• [Short problem]
Output the data below in full, character for character.

• [Data provided]
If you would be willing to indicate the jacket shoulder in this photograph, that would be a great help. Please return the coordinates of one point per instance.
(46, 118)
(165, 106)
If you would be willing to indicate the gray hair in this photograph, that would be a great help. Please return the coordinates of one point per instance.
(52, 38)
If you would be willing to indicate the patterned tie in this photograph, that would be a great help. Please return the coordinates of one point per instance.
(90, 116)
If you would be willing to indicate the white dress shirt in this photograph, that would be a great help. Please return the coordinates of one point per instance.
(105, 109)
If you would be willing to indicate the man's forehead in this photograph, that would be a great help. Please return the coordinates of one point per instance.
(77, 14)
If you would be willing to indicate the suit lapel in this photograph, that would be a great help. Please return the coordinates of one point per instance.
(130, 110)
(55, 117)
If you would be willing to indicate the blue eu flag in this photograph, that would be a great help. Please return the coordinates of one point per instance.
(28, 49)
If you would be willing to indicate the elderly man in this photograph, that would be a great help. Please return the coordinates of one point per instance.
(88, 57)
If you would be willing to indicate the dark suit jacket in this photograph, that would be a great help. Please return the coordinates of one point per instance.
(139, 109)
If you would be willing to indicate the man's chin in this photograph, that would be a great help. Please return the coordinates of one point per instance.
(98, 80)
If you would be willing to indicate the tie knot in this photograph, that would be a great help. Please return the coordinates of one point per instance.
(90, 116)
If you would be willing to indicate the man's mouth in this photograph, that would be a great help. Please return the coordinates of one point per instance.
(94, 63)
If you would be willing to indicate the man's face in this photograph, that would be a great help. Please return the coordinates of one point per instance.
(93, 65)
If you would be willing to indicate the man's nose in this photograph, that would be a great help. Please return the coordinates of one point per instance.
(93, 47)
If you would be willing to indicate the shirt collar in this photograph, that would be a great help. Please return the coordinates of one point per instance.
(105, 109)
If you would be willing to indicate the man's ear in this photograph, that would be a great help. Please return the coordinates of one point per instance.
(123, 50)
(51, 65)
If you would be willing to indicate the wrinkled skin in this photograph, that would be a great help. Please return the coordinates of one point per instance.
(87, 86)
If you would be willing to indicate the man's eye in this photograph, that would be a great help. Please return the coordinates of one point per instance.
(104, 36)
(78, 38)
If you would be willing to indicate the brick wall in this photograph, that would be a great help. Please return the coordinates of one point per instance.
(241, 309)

• [Response to the task]
If you would be willing to indicate the jacket shoulder in this photograph, that would be a great help. Please return the coordinates of one point per instance.
(46, 118)
(165, 106)
If you would be willing to indicate the gray hair in this photograph, that would be a great help. Please return the coordinates of one point per instance.
(52, 38)
If you would be willing to indicate the patterned tie in this photograph, that would be a great help. Please return the coordinates of one point per instance.
(90, 116)
If you would be willing to indicate the white dress shirt in this photograph, that would be a great help. Please return the coordinates of one point per instance.
(105, 109)
If you would be willing to indicate the man's forehead in this photograph, that would be a great help. Please return the coordinates of one point per instance.
(77, 14)
If you would be willing to indicate the suit lapel in this photograph, that would be a great help. Please return the coordinates of one point per instance.
(130, 110)
(55, 117)
If you would be willing to indicate the blue eu flag in this photograph, that would be a great help. Please return the coordinates of one point per instance.
(28, 49)
If you would be willing to indicate the elderly man in this photograph, that would be a great help. Please return the coordinates of one point per instance.
(88, 57)
If you would be willing to indicate the dark suit jacket in this photograph, that would be a great help. Please return the coordinates of one point per instance.
(139, 109)
If you would be willing to indicate the man's chin in this photograph, that would be a great help. Please return the coordinates of one point per instance.
(98, 80)
If you would be willing to indicate the tie knot in this photograph, that would be a great help. Please return the coordinates of one point per instance.
(90, 116)
If you would be willing to indicate the man's mouth in this photograph, that would be a great help. Please return the coordinates of one point per instance.
(94, 63)
If you would be willing to indicate the man's face in this photograph, that would be a great help. Please return the coordinates of one point per instance.
(93, 65)
If you would be willing to indicate the man's nose in this photograph, that would be a great help. Please return the coordinates of one point per instance.
(93, 47)
If you would be willing to indicate the shirt collar in this photograph, that would be a great help. Please return the coordinates of one point per instance.
(105, 109)
If you would be willing to indicate the man's ear in this photograph, that would be a great help. Please return the coordinates of one point per instance.
(123, 50)
(51, 65)
If you would be willing to indicate the wrinkled skin in this photograph, that would be a great help. Please return the coordinates of one point per instance.
(87, 86)
If you would be willing to indicate the man's eye in this photograph, that would be a great help. Please return the coordinates of one point per instance.
(104, 36)
(78, 38)
If you would be willing to indicate the brick wall in this photograph, that would be a great help. Please return the coordinates of one point per instance.
(241, 309)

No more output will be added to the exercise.